[Задание]: Какие отрасли гуманитарных наук названы во фрагменте о правовой политике ниже, когда речь идёт об объединении их результатов?

##### Фрагмент

Особенно важны аспекты комплексно структурированного объединения результатов юриспруденции, психологии, политологии, богословия и других отраслей гуманитарных наук. Значимость междисциплинарной интеграции объясняется тем, что область политики все же отстраненно обсуждается в правовой теории, поскольку на фоне превалирования описательного режима и политологических заимствований не осуществляется собственно погружение в юридическую динамику протекающих процессов естественности правовой действительности. Соответственно, ощущения этих процессов не отражают всю полноту функционирования юридической системной конкретики соответствующих признаков, критериев и параметров во всем многообразии указанной действительности.
Уяснение сущности мер правовой политики продолжило детализацию на первый взгляд малозначимых или даже в чем-то странных контекстов. Однако подобные «мелочи», возможно, не очень актуальные для правовой теории, привнесли в нее системно конкретную информацию юридической значимости, в частности, о наличии определенных закономерностей в мерах правовой политики. Объясняется это тем, что аналитика взаимодействия элементов механизма правоотношений изначально ориентирует на недостаточность интуитивных предположений описательного режима. Возникает естественная потребность максимально возможной детализации доказывания каждого авторского суждения. Она любому читателю позволяет устойчиво контролировать приводимые аргументы, соглашаться с ними или оппонировать.

##########
##### Сохранённые данные

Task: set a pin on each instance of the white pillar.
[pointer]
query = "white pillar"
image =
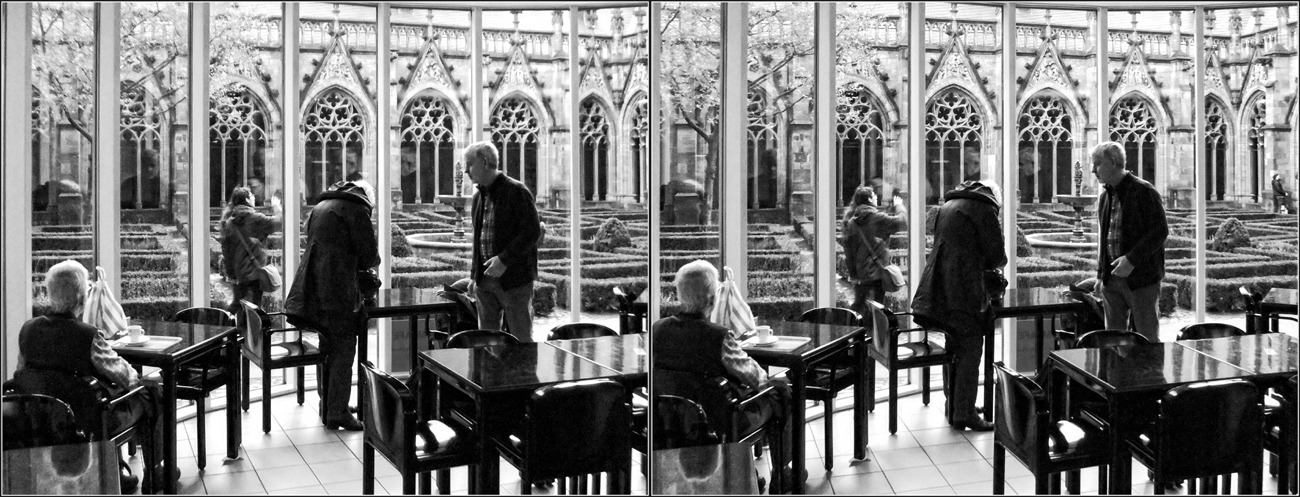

##########

[Ответ]: Юриспруденция, психология, политология и богословие.